==== GEZEIGTER TEXT ====

Der Mordfall Hammersmith-Geist von 1804 ist ein Präzedenzfall im Vereinigten Königreich hinsichtlich des Rechts auf Selbstverteidigung: Ist jemand für seine Handlungen verantwortlich, auch wenn sie die Folge eines irrtümlichen Glaubens sind?

Ende des Jahres 1803 behaupteten mehrere Personen, sie hätten im Londoner Stadtteil Hammersmith einen Geist gesehen oder seien sogar von ihm angegriffen worden. Anwohner glaubten, es handele sich dabei um den Geist eines Selbstmörders.

Am 3. Januar 1804 erschoss ein Mitglied einer der bewaffneten Bürgerwehren, die infolge der Berichterstattung eingerichtet worden waren, den Maurer Thomas Millwood, den er aufgrund seiner weißen Berufsbekleidung für eine Geistererscheinung hielt. Der Schütze, ein 29-jähriger Steuerbeamter namens Francis Smith, wurde des Mordes für schuldig befunden und zum Tode verurteilt, danach zu einem Jahr Zwangsarbeit begnadigt.

Die Rechtsfragen, die der Fall aufwarf, wurden erst 1984, 180 Jahre später, durch den Court of Appeal abschließend geklärt.[1][2][3]

Der Tod von Thomas Millwood

Ende des Jahres 1803 behauptete eine Reihe von Personen, in der Gegend von Hammersmith einen Geist gesehen zu haben; einige wollten sogar von ihm angegriffen worden sein.[1] Anwohner erklärten, es handele sich um den Geist eines Mannes, der im vergangenen Jahr Suizid begangen hatte und auf dem Kirchhof von Hammersmith begraben worden war. Nach dem damaligen Volksglauben durften Selbstmörder nicht in geweihtem Grund begraben werden, da ihre Seelen dann keine Ruhe fänden.[4] Am 3. Januar 1804 erschoss der 29-jährige Steuerbeamte Francis Smith, Mitglied einer bewaffneten Bürgerwehr, eine weiße Gestalt in der Black Lion Lane. Es war der Maurer Thomas Millwood, der die übliche Arbeitskleidung seines Gewerbes trug:

„linen trowsers [sic] entirely white, washed very clean, a waistcoat of flannel, apparently new, very white, and an apron, which he wore round him“

[5] („Leinenhosen ganz weiß, sehr sauber gewaschen, eine Flanellweste, offenbar neu, sehr weiß, und einen Schurz, den er umgebunden hatte“).

==== GEZEIGTES MATERIAL ====

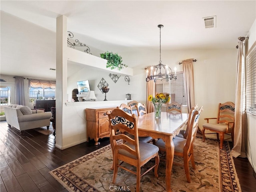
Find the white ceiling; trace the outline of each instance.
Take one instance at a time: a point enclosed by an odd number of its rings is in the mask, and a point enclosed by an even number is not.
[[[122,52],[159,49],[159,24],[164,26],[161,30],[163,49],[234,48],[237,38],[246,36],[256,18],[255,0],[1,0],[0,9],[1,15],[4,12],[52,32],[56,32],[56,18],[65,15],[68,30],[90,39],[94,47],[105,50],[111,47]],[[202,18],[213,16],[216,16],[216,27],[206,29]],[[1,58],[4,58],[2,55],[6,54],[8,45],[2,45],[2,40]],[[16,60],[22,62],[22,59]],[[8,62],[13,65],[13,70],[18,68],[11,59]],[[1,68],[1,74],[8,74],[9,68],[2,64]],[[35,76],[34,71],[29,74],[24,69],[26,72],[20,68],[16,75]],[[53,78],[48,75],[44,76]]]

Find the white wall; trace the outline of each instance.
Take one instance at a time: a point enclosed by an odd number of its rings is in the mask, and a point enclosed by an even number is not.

====
==== GEZEIGTES MATERIAL ====

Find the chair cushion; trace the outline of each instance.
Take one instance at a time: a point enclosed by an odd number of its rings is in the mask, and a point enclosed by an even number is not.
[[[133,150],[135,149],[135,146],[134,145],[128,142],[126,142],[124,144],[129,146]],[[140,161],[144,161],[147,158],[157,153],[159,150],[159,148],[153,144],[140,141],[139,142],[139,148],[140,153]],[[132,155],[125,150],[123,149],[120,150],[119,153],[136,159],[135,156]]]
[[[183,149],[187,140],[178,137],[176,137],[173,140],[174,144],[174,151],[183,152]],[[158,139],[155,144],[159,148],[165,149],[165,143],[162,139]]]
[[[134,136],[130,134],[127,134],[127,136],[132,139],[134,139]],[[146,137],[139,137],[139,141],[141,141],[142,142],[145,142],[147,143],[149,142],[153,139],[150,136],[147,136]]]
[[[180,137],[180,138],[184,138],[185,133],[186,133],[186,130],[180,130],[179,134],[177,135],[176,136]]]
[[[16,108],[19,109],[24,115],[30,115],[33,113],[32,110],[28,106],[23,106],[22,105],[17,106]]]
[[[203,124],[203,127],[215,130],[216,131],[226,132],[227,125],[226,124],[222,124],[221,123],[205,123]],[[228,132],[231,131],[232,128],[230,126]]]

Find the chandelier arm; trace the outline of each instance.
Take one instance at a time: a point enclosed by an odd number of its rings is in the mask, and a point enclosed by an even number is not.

====
==== GEZEIGTES MATERIAL ====

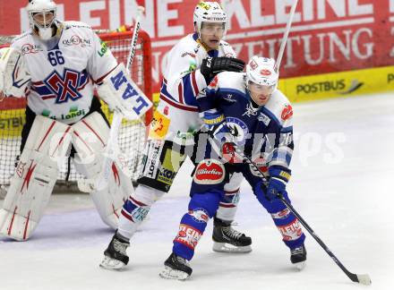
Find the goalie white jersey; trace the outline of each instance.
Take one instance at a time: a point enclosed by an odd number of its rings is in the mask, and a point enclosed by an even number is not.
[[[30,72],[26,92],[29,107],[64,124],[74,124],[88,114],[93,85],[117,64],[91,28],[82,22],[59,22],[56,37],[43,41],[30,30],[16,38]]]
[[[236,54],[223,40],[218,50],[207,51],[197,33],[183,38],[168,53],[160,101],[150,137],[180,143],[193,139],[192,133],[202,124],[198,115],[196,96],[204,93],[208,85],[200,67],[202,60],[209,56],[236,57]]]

====

* **ARBEITSAUFTRAG 1**
Entnehmen Sie dem Text zum Hammersmith-Geist wörtlich die Passage, die mit „Der Mordfall Hammersmith-Geist“ einsetzt und nach „irrtümlichen Glaubens sind?“ endet.
* **ARBEITSAUFTRAG 2**
Erklären Sie in ein bis drei Sätzen anhand des Textes zum Hammersmith-Geist, weshalb Francis Smith den Maurer Thomas Millwood für eine Geistererscheinung hielt.
Die Einträge stehen in keinem Zusammenhang mit dem Text zum Hammersmith-Geist.

* **LÖSUNG 1**
Der Mordfall Hammersmith-Geist von 1804 ist ein Präzedenzfall im Vereinigten Königreich hinsichtlich des Rechts auf Selbstverteidigung: Ist jemand für seine Handlungen verantwortlich, auch wenn sie die Folge eines irrtümlichen Glaubens sind?

* **LÖSUNG 2**
Francis Smith hielt Thomas Millwood wegen dessen weißer Berufsbekleidung für eine Geistererscheinung. Millwood trug die übliche Arbeitskleidung seines Gewerbes, nämlich ganz weiße Leinenhosen, eine sehr weiße Flanellweste und einen umgebundenen Schurz.